# Goal of the exercise:
Edit the rows from the line with "Target: squirrel's head" up to and including the line with "x=134, y=139" by replacing "brown fur" with "gray fur" and keeping everything else the same. Give back only those lines, without the pictures.

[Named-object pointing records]
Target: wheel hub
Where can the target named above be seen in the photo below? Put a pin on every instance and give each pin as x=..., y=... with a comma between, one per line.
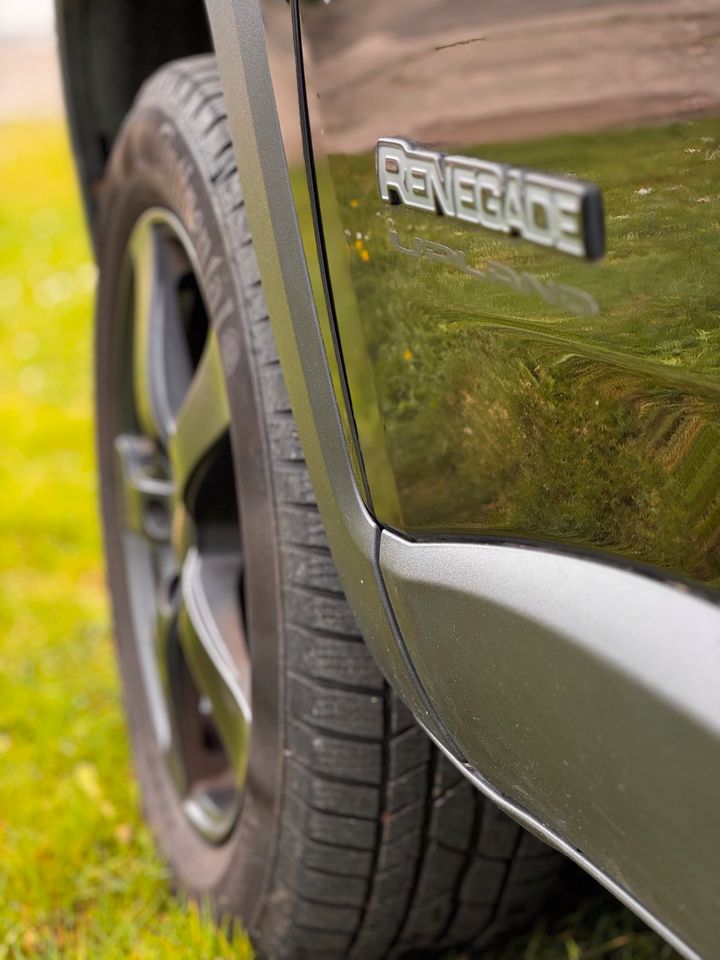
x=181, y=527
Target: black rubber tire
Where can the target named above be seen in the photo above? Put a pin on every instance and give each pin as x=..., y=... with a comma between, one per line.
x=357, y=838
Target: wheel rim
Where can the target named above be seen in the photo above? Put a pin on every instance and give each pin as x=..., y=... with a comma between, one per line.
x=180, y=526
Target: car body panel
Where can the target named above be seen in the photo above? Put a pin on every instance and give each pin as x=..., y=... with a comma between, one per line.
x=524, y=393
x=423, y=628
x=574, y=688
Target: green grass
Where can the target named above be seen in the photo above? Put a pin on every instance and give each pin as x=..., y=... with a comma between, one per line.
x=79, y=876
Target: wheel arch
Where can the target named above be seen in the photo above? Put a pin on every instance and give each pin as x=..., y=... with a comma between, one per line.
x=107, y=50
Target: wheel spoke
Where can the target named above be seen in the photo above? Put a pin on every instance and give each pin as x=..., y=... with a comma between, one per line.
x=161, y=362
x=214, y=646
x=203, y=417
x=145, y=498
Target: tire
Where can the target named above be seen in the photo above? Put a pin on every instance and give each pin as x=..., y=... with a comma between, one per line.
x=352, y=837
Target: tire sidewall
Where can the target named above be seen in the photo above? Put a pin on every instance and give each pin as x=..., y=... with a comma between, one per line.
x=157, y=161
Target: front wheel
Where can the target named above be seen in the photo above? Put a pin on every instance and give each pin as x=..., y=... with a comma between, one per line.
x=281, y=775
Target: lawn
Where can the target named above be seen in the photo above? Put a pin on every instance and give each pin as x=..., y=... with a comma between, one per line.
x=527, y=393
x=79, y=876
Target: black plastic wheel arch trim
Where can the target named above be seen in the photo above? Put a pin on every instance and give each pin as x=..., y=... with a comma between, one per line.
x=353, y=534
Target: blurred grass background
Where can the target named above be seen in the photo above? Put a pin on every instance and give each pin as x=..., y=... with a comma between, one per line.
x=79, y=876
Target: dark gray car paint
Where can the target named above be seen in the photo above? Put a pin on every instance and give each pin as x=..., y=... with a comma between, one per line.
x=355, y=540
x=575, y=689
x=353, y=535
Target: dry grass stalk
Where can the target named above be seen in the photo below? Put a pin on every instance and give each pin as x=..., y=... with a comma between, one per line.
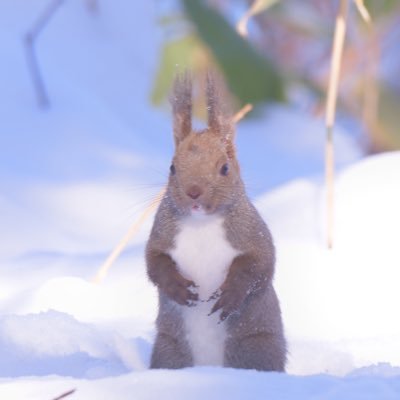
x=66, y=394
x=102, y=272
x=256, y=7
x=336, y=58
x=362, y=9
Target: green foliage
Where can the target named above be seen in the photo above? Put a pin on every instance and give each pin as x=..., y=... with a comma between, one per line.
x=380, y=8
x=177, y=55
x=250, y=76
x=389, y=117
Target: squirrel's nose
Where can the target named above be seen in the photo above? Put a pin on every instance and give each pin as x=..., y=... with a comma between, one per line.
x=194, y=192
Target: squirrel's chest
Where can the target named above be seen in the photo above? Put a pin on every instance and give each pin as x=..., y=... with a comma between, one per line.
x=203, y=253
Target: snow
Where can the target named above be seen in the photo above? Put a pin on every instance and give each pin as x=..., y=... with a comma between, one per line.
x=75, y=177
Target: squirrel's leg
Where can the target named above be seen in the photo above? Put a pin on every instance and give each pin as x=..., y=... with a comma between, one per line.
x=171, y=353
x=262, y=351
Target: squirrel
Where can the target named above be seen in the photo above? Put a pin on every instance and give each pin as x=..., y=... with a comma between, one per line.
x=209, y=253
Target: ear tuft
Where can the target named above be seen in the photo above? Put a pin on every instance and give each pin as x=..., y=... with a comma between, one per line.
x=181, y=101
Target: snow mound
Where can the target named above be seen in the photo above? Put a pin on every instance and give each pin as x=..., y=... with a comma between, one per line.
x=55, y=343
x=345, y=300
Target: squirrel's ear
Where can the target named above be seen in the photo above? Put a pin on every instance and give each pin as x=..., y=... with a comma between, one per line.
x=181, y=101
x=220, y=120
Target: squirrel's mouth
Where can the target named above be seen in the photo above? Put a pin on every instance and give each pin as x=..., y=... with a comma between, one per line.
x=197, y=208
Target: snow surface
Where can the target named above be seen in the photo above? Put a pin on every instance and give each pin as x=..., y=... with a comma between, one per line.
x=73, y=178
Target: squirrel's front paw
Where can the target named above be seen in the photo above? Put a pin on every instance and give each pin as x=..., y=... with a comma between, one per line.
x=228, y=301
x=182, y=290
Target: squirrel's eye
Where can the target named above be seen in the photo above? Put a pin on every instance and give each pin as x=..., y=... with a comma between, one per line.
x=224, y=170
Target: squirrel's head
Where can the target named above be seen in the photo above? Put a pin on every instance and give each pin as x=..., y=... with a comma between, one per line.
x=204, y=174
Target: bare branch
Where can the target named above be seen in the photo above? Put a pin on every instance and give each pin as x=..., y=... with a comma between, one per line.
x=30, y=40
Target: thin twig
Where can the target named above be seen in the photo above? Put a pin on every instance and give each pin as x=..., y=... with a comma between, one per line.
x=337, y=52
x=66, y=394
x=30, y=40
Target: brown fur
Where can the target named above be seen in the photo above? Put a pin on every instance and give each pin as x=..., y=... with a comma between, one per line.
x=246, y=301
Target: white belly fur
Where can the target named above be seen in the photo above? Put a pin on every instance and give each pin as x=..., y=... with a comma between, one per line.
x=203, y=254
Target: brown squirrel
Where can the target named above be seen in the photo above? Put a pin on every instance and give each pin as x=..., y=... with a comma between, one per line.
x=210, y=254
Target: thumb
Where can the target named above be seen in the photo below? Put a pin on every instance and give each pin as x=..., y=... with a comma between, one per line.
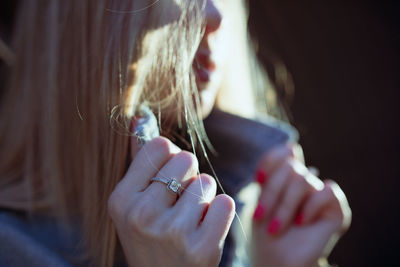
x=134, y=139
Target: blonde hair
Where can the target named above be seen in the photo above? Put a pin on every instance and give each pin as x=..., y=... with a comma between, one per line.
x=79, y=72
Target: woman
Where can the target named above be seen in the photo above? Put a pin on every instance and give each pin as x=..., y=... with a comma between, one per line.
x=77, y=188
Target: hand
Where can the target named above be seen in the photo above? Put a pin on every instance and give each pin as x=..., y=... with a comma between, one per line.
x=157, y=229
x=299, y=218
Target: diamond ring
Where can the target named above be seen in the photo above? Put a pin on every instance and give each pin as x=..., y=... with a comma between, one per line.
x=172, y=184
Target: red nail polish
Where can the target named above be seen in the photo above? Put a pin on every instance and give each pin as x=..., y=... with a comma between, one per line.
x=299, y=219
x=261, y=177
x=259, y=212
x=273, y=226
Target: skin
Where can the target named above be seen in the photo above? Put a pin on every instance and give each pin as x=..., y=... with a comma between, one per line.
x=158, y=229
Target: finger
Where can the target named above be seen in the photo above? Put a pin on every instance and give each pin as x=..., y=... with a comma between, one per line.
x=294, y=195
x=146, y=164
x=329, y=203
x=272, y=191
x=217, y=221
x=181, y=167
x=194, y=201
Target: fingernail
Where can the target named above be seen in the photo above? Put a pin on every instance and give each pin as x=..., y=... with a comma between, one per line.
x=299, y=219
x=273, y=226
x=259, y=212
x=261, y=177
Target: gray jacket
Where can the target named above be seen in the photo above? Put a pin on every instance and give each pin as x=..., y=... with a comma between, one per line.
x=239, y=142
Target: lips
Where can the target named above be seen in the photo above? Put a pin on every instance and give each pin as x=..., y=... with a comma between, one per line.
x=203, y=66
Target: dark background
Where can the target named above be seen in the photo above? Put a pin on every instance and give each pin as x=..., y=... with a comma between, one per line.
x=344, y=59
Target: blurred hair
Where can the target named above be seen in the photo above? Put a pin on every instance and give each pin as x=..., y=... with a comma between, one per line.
---
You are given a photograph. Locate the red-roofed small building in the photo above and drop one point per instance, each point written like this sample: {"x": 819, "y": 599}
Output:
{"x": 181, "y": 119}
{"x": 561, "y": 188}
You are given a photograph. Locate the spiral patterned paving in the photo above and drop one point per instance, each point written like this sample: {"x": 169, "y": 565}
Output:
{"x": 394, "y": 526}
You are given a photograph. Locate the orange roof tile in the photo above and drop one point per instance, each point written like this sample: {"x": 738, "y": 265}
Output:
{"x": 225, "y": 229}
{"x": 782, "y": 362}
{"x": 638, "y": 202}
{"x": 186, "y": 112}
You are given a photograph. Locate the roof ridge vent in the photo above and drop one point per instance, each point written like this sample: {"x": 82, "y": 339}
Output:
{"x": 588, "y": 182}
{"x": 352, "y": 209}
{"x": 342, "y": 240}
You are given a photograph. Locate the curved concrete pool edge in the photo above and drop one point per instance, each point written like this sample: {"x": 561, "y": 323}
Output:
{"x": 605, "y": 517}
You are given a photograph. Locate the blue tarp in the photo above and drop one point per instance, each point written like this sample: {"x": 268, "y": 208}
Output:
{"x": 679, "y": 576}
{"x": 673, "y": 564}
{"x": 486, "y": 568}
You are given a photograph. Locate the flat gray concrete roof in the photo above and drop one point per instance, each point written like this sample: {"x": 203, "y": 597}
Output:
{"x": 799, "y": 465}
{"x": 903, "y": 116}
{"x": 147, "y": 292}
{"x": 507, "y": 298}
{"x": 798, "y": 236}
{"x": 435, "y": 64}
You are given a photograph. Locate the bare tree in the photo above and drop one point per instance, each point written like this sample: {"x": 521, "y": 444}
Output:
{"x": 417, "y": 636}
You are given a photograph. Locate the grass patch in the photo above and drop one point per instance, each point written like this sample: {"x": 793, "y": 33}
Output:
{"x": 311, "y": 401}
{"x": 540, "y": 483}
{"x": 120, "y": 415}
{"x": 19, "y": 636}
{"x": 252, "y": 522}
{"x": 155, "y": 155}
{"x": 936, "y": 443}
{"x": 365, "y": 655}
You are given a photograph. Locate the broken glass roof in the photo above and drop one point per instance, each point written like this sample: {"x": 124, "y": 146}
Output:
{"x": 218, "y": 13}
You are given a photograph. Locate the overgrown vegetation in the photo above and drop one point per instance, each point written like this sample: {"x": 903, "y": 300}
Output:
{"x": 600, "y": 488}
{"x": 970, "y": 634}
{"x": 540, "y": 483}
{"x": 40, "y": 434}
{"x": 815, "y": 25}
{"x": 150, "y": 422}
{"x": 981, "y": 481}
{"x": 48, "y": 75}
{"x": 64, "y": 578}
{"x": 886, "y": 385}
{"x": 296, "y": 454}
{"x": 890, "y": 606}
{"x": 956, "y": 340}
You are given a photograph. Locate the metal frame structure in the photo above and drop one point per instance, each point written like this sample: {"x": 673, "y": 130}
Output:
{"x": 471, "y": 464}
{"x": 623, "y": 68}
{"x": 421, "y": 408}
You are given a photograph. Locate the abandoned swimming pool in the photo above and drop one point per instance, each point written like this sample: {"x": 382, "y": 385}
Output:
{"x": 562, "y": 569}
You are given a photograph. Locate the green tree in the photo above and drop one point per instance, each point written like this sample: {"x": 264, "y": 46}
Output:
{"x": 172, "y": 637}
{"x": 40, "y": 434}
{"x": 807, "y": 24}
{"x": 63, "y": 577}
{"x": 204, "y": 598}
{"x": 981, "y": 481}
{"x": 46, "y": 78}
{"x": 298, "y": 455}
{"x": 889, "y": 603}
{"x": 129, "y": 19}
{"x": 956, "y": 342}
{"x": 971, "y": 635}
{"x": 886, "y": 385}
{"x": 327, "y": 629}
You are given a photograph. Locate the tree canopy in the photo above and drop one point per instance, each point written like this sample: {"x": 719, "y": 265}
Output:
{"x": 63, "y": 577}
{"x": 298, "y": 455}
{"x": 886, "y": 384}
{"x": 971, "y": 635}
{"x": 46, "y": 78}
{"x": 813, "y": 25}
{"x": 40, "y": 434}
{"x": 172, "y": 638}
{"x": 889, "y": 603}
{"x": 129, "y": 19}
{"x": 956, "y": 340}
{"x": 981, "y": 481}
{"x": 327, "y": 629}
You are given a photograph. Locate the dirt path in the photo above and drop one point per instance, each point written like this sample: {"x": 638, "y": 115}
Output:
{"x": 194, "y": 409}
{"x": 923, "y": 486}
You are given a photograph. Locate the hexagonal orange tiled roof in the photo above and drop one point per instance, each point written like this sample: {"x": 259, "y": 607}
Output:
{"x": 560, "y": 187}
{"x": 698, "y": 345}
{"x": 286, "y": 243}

# Task output:
Target: squirrel's head
Where can the target named above be seen in the photo above? Put a pin on every instance and give each pin as x=..., y=... with a comma between, one per line.
x=204, y=174
Target: bare branch
Where can the target named above be seen in the photo above? Put a pin on every instance and give each pin as x=..., y=... with a comma between, one per line.
x=30, y=40
Target: thin twig
Where can the target named above be seen in the photo above? Put a pin on every instance and give each pin as x=..., y=... with a comma between, one per line.
x=337, y=52
x=66, y=394
x=30, y=40
Target: gray fur
Where can the target named above be seen in the photo above? Put a pin on every instance and give each pin as x=..., y=... with a comma between, one per line.
x=246, y=301
Target: white belly fur
Where can the target named above be seen in the photo above? Put a pin on every instance and give each pin as x=..., y=... with a comma between, one per line.
x=203, y=254
Target: brown squirrel
Where can the target named above be seen in the photo above? Put a pin on every instance and give each pin as x=..., y=... with a comma between, one per line.
x=210, y=254
Target: thumb
Where can the target named above be seen in the photo below? Put a pin on every instance and give each pin as x=..., y=... with a comma between, one per line.
x=134, y=139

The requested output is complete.